--- WHAT THE TASK REQUIRES ---
Nothing in the records should change; write them all out again.

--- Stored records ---
********************

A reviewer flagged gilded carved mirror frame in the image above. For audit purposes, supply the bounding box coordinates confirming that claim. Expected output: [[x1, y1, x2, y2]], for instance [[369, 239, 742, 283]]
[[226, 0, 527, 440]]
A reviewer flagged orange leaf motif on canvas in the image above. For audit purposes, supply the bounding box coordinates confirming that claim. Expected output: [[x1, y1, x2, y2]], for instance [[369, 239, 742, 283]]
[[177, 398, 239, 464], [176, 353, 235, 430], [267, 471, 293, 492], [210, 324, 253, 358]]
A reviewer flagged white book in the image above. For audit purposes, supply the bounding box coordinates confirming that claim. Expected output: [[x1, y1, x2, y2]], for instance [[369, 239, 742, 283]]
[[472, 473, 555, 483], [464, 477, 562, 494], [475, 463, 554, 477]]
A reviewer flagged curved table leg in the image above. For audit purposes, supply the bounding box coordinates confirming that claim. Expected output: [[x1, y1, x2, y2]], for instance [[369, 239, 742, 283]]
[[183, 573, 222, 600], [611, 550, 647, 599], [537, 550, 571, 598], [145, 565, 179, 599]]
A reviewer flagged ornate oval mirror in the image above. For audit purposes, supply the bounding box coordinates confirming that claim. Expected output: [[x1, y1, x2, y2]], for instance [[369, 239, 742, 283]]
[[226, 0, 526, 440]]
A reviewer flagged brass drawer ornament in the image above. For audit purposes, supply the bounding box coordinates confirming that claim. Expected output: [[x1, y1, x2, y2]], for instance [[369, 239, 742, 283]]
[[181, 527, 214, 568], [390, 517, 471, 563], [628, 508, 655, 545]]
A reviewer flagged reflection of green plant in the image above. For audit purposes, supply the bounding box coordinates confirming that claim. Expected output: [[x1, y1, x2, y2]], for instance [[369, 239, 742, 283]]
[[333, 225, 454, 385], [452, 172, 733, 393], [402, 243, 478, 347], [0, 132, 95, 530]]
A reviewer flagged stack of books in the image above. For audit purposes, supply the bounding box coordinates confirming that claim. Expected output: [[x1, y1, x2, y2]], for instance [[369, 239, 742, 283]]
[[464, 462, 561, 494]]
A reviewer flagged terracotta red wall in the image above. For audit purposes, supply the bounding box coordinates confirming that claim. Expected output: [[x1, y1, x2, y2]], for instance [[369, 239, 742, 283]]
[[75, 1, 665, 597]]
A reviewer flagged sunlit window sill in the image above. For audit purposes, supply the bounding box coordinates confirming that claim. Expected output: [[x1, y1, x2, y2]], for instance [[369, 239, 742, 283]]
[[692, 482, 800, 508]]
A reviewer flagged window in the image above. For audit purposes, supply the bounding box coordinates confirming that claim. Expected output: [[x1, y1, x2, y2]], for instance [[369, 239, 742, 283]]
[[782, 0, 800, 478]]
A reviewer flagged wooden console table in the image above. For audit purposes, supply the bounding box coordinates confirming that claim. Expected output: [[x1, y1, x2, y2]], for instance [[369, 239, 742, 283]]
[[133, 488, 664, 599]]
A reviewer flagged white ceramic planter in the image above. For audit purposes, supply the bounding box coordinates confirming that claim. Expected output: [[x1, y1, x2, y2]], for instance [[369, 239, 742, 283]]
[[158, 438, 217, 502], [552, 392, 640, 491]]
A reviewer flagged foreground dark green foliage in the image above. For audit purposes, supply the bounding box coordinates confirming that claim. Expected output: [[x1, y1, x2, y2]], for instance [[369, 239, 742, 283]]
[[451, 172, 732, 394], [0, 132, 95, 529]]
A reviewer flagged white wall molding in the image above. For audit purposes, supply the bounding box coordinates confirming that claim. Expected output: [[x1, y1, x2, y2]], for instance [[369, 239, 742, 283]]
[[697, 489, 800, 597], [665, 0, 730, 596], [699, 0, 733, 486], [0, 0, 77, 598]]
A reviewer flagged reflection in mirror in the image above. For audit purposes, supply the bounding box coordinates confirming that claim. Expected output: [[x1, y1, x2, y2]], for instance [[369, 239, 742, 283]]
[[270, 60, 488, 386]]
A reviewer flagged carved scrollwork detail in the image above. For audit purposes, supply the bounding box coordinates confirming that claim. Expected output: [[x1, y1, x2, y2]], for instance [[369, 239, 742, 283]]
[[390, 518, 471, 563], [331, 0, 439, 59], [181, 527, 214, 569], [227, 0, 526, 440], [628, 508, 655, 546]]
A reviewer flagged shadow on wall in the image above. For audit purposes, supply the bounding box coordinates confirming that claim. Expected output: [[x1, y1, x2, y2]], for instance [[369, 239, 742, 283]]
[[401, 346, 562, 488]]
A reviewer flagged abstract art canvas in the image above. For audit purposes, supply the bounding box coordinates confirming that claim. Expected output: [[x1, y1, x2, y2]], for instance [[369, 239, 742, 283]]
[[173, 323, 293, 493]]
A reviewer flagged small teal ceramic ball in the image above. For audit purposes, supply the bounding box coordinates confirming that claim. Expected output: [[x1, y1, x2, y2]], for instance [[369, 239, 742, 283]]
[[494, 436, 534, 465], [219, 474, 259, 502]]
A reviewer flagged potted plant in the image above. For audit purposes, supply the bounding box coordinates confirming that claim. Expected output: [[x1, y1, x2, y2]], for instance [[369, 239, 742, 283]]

********************

--- RESULT ---
A reviewer flagged gilded carved mirror frame in the image above. For audit purposes, supply the bounding box coordinates confirming that claim. Expected output: [[x1, y1, x2, y2]], for instance [[369, 239, 742, 283]]
[[226, 0, 527, 440]]
A reviewer flagged orange leaf motif on canvas in the image above. For audit purposes, supply the bounding box coordinates confirming that claim. Expected output: [[x1, y1, x2, y2]], for instance [[369, 239, 742, 283]]
[[177, 398, 239, 464], [176, 353, 235, 430], [267, 471, 293, 492], [210, 324, 253, 358]]
A reviewer flagged white book in the image above. For audit purposes, supply the bounding box coordinates confirming that claim. Expected output: [[x1, y1, x2, y2]], for instance [[369, 239, 742, 283]]
[[472, 473, 555, 483], [464, 477, 562, 494], [475, 463, 554, 477]]
A reviewer flagged curved table leg in the image above. For audit purposes, supply the bounding box coordinates confirming that claim. Expected output: [[x1, y1, x2, y2]], for instance [[369, 239, 742, 283]]
[[183, 573, 222, 600], [611, 550, 647, 599], [537, 550, 571, 598], [145, 565, 179, 599]]
A reviewer flagged ornate oval mirror in the image above. For audit purposes, supply the bounding box coordinates confirming that claim. Expected output: [[x1, y1, x2, y2]], for instance [[369, 239, 742, 283]]
[[226, 0, 526, 440]]
A reviewer flagged brass drawer ornament in the image above. For audit purposes, supply the bounding box coordinates confirming that claim. Expected output: [[x1, y1, x2, y2]], for instance [[369, 239, 742, 283]]
[[181, 527, 214, 568], [390, 517, 471, 563], [628, 508, 655, 545]]
A reviewer flagged reflection of green plant in the image above. For audit purposes, supply the bounding box coordinates confirming that claim. Expected output: [[x1, y1, x2, y2]], for instance [[369, 239, 742, 283]]
[[333, 225, 454, 385], [452, 172, 733, 393], [402, 243, 478, 347], [0, 132, 95, 530]]
A reviewer flagged stack of books in the image above. For audit purposes, supply the bounding box coordinates confirming that claim. Expected output: [[x1, y1, x2, y2]], for instance [[369, 239, 742, 283]]
[[464, 462, 561, 494]]
A reviewer flagged terracotta red wall in the image above. For audit purposes, supply the bounding box coordinates confirming that claim. Expected output: [[x1, y1, x2, y2]], for instance [[369, 239, 742, 283]]
[[75, 1, 665, 597]]
A reviewer flagged sunlit window sill in the image above. For audit purposes, supply the bounding box coordinates confirming that claim. Expected output: [[x1, y1, x2, y2]], for instance [[369, 239, 742, 283]]
[[692, 482, 800, 508]]
A reviewer flagged window in the image above. For audit purposes, supply the bounding box coordinates confirming that claim. Expected output: [[x1, y1, x2, y2]], for instance [[369, 239, 742, 283]]
[[782, 0, 800, 478]]
A reviewer flagged wooden console table in the image above. For audit purposes, supply the bounding box coordinates confirming that claim. Expected output: [[x1, y1, x2, y2]], for instance [[369, 239, 742, 283]]
[[133, 488, 664, 599]]
A reviewer flagged white ceramic planter in the image above. For audit purposes, supply the bounding box coordinates confirming that claim. Expected output: [[x1, y1, x2, y2]], for instance [[369, 239, 742, 283]]
[[158, 438, 217, 502], [552, 392, 640, 491]]
A reviewer flagged foreground dark green foliage in the image above. For audit purposes, supply the bounding box coordinates confirming that claim. Expected output: [[x1, y1, x2, y2]], for instance [[369, 239, 742, 283]]
[[451, 172, 732, 394], [0, 132, 95, 529]]
A reviewer flagged white wall molding in the image above. For audit purposes, supply the bounding box coordinates confirming that claim. Expected output: [[x1, y1, x2, y2]], for instance [[369, 239, 742, 283]]
[[697, 489, 800, 597], [665, 0, 730, 596], [699, 0, 733, 486], [0, 0, 77, 598]]
A reviewer flagged reflection in mirror in the image above. For audit purposes, supply the bounding box coordinates confirming that claim. Expected output: [[x1, y1, x2, y2]], for instance [[369, 239, 742, 283]]
[[270, 60, 488, 386]]
A reviewer flagged carved scrollwork detail in the image above. For audit purposes, supply the bounding box coordinates confirming that claim. Expected output: [[x1, y1, x2, y2]], for instance [[369, 239, 742, 283]]
[[390, 518, 471, 563], [331, 0, 439, 59], [181, 527, 214, 569], [227, 0, 526, 440], [628, 508, 655, 546]]
A reviewer flagged shadow on wall in the image above. For audit purposes, supply the bounding box coordinates confirming that claim. Expected output: [[x1, y1, x2, y2]], for instance [[369, 239, 742, 283]]
[[401, 346, 562, 488]]
A reviewer flagged abstract art canvas in the image above. For audit purposes, supply the bounding box coordinates confirming that claim. Expected output: [[x1, y1, x2, y2]], for instance [[369, 239, 742, 283]]
[[173, 323, 293, 493]]
A reviewer flagged small teal ceramic ball in the image above. For audit purposes, supply the bounding box coordinates confirming that claim. Expected output: [[x1, y1, x2, y2]], for instance [[369, 239, 742, 283]]
[[494, 436, 534, 465], [219, 474, 259, 502]]
A reviewer flagged potted plant in the image above. For audit purposes, supply the bounding box coordinates confirming that claim. Expected output: [[x1, y1, x2, y2]], for instance [[369, 239, 742, 283]]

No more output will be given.